• **Exercise requirements**
Pick out every line in the material below that contains the string "separate" and copy each one. Case counts.

***** Exercise inputs

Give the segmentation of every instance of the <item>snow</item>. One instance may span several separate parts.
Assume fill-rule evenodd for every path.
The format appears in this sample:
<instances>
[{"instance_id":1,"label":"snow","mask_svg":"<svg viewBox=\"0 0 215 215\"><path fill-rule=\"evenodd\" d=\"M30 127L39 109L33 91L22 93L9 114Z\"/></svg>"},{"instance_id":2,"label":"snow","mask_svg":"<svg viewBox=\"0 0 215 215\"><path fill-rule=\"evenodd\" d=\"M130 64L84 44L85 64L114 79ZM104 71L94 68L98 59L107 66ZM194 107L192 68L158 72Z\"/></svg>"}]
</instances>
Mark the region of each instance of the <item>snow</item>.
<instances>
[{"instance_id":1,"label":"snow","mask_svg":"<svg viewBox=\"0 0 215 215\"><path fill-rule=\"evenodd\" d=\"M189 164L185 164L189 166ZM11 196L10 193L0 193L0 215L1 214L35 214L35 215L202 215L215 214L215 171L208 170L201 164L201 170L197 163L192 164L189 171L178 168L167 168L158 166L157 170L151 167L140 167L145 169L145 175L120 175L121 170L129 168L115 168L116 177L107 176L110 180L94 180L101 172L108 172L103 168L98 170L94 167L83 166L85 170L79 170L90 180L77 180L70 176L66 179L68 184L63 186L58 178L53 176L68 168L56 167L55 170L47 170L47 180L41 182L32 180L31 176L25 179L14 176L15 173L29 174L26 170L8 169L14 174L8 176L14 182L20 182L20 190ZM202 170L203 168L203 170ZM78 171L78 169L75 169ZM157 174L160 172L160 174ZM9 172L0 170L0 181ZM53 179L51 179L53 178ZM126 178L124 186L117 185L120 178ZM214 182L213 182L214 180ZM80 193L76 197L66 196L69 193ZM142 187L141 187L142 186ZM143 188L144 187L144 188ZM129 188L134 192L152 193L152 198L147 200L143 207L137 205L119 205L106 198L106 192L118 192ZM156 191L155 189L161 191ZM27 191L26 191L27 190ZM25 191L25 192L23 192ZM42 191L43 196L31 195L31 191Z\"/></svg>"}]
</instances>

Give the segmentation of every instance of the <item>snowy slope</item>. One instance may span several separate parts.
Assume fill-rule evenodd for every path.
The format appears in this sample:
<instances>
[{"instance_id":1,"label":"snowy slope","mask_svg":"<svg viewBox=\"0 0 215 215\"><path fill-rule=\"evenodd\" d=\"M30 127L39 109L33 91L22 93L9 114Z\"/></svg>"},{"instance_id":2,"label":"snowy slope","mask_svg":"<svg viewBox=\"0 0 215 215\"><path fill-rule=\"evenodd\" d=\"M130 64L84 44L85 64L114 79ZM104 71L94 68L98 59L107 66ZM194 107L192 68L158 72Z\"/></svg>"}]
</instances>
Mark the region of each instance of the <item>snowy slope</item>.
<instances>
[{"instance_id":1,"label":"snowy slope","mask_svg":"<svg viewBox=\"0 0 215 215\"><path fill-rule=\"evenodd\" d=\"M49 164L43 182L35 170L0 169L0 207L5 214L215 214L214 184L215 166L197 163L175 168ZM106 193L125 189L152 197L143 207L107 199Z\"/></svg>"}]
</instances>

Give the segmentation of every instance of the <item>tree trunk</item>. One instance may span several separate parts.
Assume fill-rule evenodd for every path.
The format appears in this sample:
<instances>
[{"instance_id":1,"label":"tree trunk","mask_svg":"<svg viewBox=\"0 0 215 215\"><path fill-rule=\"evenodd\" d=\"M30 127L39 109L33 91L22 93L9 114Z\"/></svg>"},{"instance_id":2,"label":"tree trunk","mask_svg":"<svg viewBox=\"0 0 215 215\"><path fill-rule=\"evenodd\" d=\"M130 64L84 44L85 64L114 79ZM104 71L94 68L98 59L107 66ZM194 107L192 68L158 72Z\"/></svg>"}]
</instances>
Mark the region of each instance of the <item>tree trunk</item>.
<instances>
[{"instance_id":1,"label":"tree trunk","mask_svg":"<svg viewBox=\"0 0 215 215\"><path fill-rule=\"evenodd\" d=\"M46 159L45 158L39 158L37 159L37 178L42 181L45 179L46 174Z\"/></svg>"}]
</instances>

**********

• **Answer below**
Give the segmentation of every instance of the <item>snow</item>. One instance may span several separate parts.
Give the segmentation of every instance of the <item>snowy slope</item>. One instance may span several separate parts.
Give the segmentation of every instance of the <item>tree trunk</item>. One instance may span several separate parts.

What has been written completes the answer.